[Task material]
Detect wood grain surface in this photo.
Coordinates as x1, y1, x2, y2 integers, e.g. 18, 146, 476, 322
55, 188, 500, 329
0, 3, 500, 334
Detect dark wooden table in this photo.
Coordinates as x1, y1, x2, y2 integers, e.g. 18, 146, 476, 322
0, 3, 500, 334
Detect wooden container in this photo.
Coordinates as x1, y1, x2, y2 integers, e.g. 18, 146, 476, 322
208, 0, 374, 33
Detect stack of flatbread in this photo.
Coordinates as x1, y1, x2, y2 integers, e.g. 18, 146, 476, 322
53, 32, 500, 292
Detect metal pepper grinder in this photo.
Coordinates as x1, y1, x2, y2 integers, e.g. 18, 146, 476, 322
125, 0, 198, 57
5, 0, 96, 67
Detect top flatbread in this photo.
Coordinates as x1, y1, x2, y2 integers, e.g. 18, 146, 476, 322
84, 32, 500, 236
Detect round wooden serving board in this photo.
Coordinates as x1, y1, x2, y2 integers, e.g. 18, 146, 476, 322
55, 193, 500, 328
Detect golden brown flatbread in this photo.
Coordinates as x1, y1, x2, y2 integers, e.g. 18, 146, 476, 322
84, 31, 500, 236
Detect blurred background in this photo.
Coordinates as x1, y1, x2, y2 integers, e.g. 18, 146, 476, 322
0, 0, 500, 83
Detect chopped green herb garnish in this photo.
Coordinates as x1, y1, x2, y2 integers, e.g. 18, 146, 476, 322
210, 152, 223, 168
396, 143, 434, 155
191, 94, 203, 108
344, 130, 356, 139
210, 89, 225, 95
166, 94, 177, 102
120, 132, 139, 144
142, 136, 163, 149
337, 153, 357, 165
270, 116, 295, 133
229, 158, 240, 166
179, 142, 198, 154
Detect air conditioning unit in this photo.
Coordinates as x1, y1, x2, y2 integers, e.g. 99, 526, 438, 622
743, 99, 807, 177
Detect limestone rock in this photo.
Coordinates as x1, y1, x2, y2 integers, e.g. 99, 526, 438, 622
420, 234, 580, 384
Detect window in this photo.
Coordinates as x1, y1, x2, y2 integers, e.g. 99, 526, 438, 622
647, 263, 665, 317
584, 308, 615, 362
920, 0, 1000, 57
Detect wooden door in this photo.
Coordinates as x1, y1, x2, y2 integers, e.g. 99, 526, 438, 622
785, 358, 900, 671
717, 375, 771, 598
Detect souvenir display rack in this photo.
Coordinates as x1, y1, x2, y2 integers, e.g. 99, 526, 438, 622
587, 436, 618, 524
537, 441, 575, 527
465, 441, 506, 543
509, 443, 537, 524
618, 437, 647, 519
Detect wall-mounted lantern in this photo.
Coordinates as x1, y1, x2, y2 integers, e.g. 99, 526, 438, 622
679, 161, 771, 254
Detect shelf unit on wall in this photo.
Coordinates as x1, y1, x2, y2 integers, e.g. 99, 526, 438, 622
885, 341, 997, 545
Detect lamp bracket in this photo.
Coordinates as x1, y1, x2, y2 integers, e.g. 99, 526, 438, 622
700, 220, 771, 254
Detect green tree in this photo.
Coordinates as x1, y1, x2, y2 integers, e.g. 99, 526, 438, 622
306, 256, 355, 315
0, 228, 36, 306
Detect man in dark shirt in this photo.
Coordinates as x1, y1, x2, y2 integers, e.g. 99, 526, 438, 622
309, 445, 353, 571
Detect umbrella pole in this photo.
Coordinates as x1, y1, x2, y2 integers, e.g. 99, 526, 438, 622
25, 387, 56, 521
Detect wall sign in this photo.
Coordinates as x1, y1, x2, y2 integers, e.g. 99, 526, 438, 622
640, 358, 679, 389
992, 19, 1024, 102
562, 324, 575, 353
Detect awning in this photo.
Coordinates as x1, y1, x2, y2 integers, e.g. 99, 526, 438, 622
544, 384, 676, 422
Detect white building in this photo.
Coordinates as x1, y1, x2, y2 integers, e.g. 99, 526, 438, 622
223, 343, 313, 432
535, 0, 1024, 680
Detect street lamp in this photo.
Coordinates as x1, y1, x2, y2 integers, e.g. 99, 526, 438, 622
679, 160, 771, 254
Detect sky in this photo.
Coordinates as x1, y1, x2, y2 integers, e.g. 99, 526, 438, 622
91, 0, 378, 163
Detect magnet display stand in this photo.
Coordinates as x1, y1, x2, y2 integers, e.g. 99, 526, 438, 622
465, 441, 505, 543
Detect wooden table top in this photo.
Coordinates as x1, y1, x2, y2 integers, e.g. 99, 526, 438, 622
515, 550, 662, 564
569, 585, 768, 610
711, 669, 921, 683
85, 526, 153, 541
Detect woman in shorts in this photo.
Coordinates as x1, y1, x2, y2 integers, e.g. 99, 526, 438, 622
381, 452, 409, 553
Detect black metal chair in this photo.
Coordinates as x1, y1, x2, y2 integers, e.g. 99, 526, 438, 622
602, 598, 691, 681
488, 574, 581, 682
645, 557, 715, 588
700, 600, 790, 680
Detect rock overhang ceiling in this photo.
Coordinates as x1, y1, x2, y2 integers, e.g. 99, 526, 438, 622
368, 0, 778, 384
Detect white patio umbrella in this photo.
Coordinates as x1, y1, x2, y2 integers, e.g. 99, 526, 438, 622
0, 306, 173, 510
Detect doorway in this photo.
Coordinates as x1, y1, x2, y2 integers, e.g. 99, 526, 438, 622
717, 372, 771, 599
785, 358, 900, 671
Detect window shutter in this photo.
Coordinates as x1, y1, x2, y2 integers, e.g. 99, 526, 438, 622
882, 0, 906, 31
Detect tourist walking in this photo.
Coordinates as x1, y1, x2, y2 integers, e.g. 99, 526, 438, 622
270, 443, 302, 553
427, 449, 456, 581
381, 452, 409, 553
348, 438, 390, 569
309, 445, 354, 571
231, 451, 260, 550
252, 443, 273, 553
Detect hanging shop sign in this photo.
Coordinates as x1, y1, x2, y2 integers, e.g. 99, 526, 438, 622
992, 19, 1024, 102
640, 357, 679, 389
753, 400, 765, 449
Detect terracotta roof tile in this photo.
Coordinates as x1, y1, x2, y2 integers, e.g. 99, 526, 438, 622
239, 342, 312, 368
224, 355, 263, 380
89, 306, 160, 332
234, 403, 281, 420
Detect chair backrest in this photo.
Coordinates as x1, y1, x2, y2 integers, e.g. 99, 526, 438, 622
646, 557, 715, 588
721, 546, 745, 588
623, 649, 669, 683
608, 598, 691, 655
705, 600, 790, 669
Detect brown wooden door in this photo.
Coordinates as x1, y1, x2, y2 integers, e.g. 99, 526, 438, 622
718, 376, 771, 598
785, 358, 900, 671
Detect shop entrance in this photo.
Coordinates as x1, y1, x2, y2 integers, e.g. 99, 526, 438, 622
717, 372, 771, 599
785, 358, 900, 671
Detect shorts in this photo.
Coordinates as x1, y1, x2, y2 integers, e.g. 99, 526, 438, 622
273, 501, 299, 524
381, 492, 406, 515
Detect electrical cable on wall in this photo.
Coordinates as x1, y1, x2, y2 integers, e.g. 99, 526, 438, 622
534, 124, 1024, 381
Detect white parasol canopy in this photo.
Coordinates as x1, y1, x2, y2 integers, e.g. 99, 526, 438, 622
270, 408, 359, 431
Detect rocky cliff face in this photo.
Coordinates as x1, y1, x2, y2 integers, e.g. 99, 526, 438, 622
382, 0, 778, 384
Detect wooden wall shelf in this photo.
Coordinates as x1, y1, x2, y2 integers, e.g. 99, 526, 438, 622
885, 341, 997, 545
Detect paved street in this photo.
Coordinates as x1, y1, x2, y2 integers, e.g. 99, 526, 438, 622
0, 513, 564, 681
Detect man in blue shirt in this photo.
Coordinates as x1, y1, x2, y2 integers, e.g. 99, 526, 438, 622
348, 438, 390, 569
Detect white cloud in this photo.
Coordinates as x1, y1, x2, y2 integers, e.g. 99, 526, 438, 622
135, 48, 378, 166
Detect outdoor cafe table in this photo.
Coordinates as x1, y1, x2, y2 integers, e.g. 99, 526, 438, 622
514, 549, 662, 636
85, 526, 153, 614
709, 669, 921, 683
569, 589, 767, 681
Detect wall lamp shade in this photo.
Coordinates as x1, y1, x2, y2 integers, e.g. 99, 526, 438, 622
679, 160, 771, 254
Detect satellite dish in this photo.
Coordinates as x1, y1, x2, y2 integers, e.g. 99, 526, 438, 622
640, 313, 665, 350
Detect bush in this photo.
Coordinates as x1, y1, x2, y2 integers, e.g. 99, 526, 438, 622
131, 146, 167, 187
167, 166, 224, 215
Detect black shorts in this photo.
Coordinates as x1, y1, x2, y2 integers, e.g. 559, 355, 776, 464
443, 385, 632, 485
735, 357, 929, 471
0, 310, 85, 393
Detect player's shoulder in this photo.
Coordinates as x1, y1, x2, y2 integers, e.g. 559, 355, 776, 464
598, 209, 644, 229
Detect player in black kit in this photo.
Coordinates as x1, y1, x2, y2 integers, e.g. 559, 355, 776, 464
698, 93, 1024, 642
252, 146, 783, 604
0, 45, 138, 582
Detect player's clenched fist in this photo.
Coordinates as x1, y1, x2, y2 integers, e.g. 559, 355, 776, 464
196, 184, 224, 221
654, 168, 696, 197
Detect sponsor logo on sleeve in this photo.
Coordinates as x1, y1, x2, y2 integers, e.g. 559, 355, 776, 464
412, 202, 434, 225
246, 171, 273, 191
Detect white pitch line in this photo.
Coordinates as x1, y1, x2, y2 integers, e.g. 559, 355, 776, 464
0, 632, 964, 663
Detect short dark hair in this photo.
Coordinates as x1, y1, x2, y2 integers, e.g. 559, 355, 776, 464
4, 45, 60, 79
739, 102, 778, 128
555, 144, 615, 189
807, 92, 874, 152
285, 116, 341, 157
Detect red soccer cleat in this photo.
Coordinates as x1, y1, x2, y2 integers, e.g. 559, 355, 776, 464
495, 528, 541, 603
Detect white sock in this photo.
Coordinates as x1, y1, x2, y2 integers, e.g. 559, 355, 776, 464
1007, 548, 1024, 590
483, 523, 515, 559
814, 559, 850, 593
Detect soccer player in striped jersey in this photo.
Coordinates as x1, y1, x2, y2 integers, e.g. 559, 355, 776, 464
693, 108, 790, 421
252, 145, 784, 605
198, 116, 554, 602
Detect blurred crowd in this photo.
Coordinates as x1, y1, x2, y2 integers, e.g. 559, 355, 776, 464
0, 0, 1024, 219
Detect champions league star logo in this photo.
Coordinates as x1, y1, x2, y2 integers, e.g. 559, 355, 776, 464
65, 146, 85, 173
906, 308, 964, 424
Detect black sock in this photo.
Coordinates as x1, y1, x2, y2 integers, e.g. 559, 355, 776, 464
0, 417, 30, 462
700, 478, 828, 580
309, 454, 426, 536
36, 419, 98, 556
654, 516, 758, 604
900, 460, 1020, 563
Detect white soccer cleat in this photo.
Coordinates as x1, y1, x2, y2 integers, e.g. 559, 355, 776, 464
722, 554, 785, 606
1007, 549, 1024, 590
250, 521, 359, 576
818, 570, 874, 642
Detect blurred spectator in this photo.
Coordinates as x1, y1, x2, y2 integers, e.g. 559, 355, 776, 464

[Objective] Format the listing from the line containing "Detect blurred spectator in this photo." through its end as a Markdown table with the columns Nr and Line, numbering each row and omitting blank lines.

[Correct result]
| Nr | Line |
|---|---|
| 1 | Detect blurred spectator in this photo. |
| 2 | Coordinates as x1, y1, x2, y2 integers, e.g. 559, 355, 776, 464 |